== DATA FOR PROCESSING ==

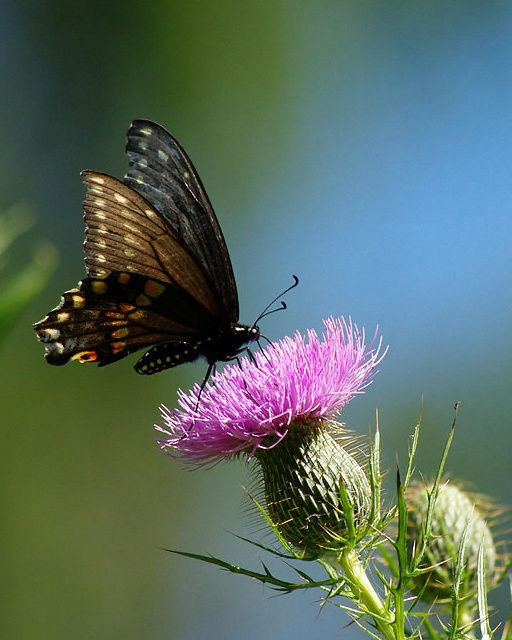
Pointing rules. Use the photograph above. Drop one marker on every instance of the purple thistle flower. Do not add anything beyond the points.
(252, 405)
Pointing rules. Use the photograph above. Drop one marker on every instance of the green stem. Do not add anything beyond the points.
(364, 591)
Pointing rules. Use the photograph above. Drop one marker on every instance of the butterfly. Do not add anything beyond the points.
(159, 275)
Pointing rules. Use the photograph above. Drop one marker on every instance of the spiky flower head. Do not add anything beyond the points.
(459, 517)
(275, 409)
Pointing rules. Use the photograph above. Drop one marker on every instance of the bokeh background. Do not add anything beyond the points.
(364, 146)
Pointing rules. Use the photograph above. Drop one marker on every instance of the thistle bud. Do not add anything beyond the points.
(305, 478)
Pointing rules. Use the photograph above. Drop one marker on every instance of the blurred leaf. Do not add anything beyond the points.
(17, 291)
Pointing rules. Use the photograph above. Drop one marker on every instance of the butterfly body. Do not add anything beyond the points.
(159, 274)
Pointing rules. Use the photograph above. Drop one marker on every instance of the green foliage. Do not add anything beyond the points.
(20, 288)
(382, 580)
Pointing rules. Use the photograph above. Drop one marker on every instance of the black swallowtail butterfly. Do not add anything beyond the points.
(158, 269)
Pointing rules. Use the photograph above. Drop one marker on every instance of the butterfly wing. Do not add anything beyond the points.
(144, 286)
(162, 172)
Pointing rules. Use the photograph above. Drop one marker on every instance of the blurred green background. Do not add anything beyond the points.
(364, 146)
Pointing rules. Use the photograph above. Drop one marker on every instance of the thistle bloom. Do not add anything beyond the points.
(250, 406)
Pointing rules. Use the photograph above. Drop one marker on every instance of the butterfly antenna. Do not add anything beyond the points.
(266, 311)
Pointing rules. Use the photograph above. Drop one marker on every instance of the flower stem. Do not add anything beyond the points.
(363, 590)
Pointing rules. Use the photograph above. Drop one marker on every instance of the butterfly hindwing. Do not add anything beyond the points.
(103, 320)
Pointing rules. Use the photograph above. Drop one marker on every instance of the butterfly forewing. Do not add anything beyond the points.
(158, 270)
(125, 233)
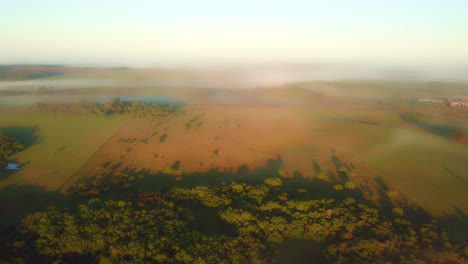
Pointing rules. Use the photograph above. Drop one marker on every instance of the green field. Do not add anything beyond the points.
(63, 144)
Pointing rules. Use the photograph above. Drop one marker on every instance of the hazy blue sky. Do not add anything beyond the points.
(154, 32)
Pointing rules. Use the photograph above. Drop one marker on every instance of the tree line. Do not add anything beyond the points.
(110, 221)
(113, 107)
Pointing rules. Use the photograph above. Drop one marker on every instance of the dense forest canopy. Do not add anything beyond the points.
(87, 107)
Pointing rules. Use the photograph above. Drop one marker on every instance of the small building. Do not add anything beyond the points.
(13, 166)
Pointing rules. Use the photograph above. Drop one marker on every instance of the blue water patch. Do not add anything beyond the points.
(130, 98)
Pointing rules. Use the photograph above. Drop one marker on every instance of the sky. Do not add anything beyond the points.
(150, 33)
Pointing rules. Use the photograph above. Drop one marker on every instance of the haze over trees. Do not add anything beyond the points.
(231, 222)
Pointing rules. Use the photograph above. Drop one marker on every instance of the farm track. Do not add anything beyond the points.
(87, 166)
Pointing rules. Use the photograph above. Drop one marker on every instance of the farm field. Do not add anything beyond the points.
(385, 150)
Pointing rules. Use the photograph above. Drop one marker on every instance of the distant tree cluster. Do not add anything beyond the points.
(113, 107)
(9, 145)
(459, 136)
(231, 222)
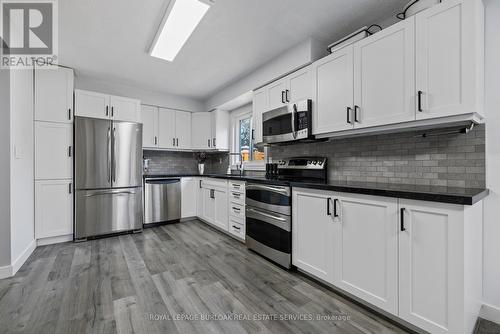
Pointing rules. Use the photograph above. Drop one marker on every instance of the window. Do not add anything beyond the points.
(253, 155)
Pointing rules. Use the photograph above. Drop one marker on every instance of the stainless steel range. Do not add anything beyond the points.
(269, 207)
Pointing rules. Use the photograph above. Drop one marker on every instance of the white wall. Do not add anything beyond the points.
(295, 57)
(22, 230)
(146, 96)
(4, 169)
(491, 288)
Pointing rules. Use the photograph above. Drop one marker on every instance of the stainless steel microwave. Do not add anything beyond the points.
(288, 123)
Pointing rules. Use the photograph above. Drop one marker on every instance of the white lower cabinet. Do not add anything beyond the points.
(188, 197)
(53, 208)
(417, 260)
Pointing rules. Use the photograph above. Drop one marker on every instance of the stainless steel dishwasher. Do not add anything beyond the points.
(162, 200)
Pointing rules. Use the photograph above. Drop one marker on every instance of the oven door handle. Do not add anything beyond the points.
(294, 112)
(278, 190)
(281, 219)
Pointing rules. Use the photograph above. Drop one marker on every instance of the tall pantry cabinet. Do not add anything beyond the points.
(53, 124)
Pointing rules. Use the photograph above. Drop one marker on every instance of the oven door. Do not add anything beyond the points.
(271, 198)
(269, 234)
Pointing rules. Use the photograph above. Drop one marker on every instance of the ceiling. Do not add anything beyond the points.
(109, 39)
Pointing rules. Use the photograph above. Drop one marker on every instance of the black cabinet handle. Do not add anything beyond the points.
(356, 119)
(402, 219)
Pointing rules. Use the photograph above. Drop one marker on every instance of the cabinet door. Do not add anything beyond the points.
(429, 255)
(367, 249)
(447, 65)
(384, 76)
(92, 104)
(201, 130)
(299, 85)
(53, 208)
(183, 130)
(208, 205)
(220, 130)
(166, 128)
(221, 215)
(334, 92)
(54, 95)
(313, 233)
(276, 93)
(259, 106)
(188, 197)
(125, 109)
(149, 126)
(53, 150)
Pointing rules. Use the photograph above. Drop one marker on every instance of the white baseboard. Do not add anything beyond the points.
(490, 313)
(54, 240)
(18, 263)
(5, 271)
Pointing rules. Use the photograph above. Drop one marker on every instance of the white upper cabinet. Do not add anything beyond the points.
(166, 126)
(98, 105)
(367, 248)
(276, 93)
(53, 150)
(92, 104)
(149, 126)
(201, 130)
(313, 233)
(54, 95)
(334, 92)
(220, 130)
(183, 130)
(125, 109)
(449, 59)
(259, 106)
(384, 76)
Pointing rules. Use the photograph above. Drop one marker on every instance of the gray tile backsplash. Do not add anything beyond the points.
(455, 160)
(167, 162)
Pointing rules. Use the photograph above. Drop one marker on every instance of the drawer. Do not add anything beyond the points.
(237, 229)
(237, 210)
(236, 197)
(237, 186)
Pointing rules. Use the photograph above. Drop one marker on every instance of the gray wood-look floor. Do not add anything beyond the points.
(169, 279)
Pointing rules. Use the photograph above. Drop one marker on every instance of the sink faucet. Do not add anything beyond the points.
(240, 166)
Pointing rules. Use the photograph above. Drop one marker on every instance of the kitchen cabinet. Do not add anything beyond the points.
(149, 126)
(53, 150)
(54, 95)
(53, 208)
(367, 248)
(189, 194)
(103, 106)
(440, 252)
(384, 76)
(449, 59)
(202, 130)
(174, 129)
(334, 92)
(259, 106)
(313, 233)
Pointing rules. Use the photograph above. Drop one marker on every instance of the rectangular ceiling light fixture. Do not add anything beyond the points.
(180, 20)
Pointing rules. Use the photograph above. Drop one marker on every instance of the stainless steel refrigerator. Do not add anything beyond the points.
(108, 177)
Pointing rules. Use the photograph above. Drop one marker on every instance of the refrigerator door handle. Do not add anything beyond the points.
(113, 160)
(109, 153)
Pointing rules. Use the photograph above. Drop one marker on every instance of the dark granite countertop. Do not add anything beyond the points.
(461, 196)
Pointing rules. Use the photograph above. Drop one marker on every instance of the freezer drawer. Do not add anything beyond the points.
(100, 212)
(162, 200)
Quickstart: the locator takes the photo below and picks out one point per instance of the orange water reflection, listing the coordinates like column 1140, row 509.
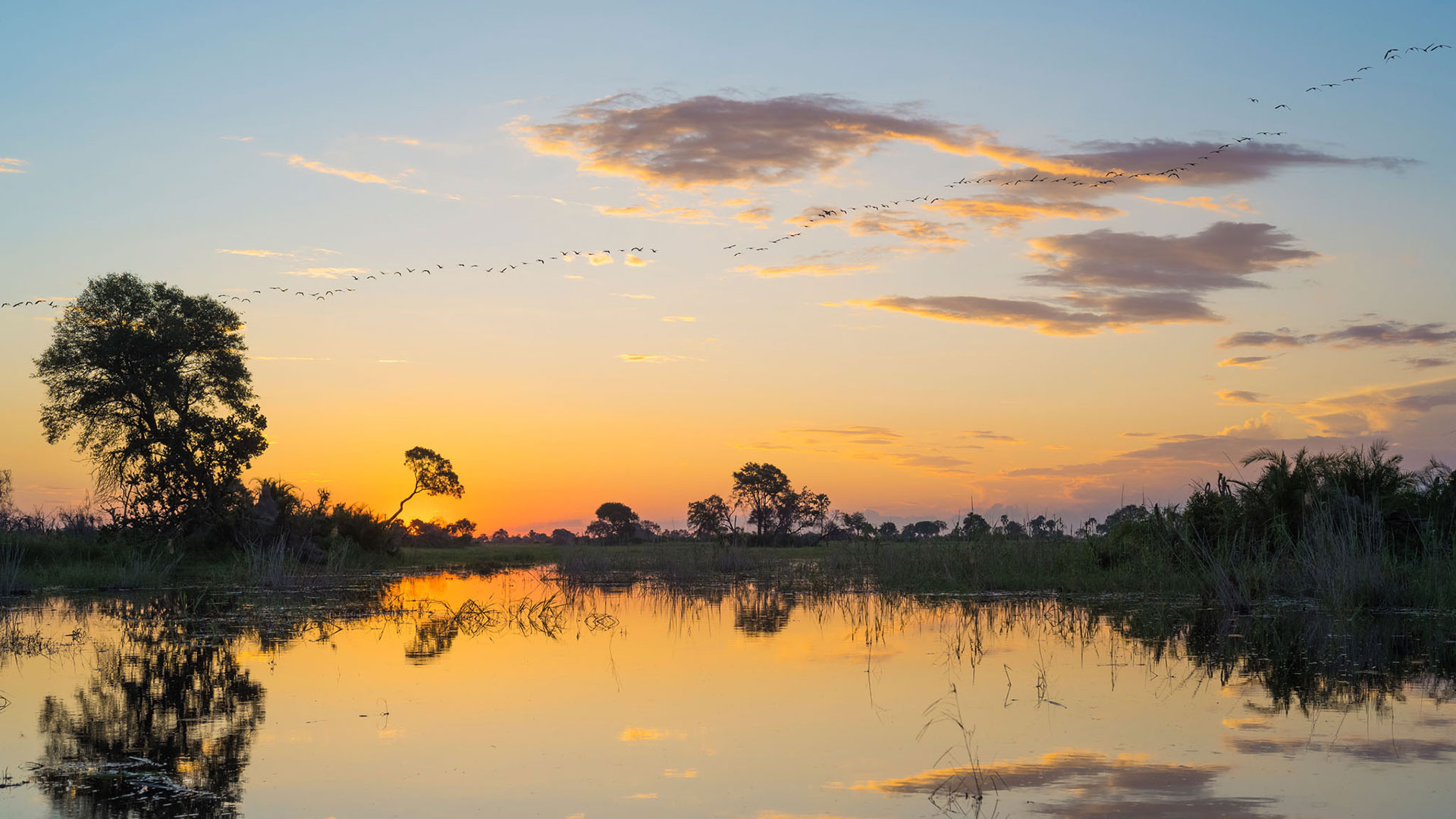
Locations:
column 516, row 697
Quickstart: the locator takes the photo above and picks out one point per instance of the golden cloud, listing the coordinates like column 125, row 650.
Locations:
column 363, row 177
column 714, row 140
column 1231, row 206
column 1008, row 213
column 324, row 271
column 808, row 268
column 255, row 253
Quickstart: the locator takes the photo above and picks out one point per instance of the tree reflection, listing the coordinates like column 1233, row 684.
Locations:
column 164, row 727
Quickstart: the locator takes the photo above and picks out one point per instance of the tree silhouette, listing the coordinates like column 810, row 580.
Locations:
column 435, row 475
column 155, row 387
column 615, row 519
column 711, row 518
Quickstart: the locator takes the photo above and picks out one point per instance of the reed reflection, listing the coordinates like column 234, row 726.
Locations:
column 164, row 726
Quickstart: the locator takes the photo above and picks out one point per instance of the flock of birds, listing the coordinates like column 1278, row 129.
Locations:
column 1079, row 180
column 1091, row 180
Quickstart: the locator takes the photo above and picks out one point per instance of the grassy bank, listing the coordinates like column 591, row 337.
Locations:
column 1340, row 569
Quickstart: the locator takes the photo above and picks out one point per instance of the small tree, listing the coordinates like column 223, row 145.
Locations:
column 711, row 518
column 974, row 526
column 618, row 518
column 435, row 475
column 153, row 385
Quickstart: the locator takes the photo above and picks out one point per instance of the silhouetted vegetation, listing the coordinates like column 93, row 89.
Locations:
column 155, row 388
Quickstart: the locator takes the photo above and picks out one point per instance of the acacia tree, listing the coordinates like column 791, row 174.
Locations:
column 435, row 475
column 155, row 387
column 615, row 519
column 774, row 507
column 711, row 518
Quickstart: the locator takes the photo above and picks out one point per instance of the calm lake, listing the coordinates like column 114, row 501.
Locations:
column 510, row 695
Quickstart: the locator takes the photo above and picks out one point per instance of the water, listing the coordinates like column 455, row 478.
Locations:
column 511, row 697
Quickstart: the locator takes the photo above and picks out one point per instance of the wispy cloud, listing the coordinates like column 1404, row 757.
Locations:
column 1241, row 397
column 1120, row 280
column 1251, row 362
column 1231, row 206
column 1379, row 333
column 651, row 359
column 363, row 177
column 324, row 271
column 919, row 232
column 989, row 435
column 255, row 253
column 1005, row 213
column 758, row 216
column 807, row 268
column 714, row 140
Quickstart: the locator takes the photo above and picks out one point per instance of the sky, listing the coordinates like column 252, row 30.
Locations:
column 925, row 260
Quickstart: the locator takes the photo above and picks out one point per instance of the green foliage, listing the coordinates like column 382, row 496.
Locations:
column 155, row 388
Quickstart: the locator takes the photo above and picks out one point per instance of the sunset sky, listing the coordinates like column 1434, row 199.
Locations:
column 1025, row 347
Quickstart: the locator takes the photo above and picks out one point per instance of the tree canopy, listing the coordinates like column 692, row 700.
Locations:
column 435, row 475
column 153, row 385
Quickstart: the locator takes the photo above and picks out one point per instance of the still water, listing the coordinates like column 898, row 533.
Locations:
column 511, row 695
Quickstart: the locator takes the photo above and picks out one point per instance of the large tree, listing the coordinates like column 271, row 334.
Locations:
column 153, row 384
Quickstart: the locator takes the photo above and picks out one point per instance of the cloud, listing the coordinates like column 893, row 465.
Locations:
column 1241, row 397
column 658, row 212
column 1261, row 338
column 1429, row 363
column 1008, row 213
column 1229, row 205
column 648, row 735
column 1375, row 410
column 255, row 253
column 759, row 215
column 1239, row 162
column 1120, row 280
column 807, row 268
column 987, row 435
column 324, row 271
column 1251, row 362
column 1222, row 256
column 1094, row 784
column 1052, row 319
column 849, row 435
column 714, row 140
column 363, row 177
column 1381, row 333
column 921, row 232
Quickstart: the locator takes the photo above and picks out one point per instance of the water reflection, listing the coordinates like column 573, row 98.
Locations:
column 168, row 714
column 1098, row 784
column 162, row 727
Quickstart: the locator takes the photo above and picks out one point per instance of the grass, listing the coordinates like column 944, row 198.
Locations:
column 1337, row 561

== WHAT IS REQUIRED ==
Rewrite the listing from the line with "93, row 89." up to and including the line with "column 511, row 697", changing "calm lake" to "still lake" and leaving everything else unchanged. Give only those lines.

== SOLUTION FOR THIS PROBLEM ==
Quickstart: the locator takes the photo above and picks out one point per instance of the silhouetted vegetation, listing the coordinates like column 93, row 89.
Locations:
column 155, row 388
Quickstart: the locator takes the photo above and picks out one point per instance of the acacia tree, listing the coordinates like column 791, row 174.
Locations:
column 435, row 475
column 155, row 387
column 615, row 519
column 774, row 507
column 711, row 518
Quickstart: the locator takes the photo above and picks out one point per instance of the still lake, listing the coordinates like column 114, row 501.
Locations:
column 510, row 695
Quickstart: the locator takes the photo above and picks out one point per instance of the water, listing the coordinates like column 455, row 478.
Locations:
column 511, row 697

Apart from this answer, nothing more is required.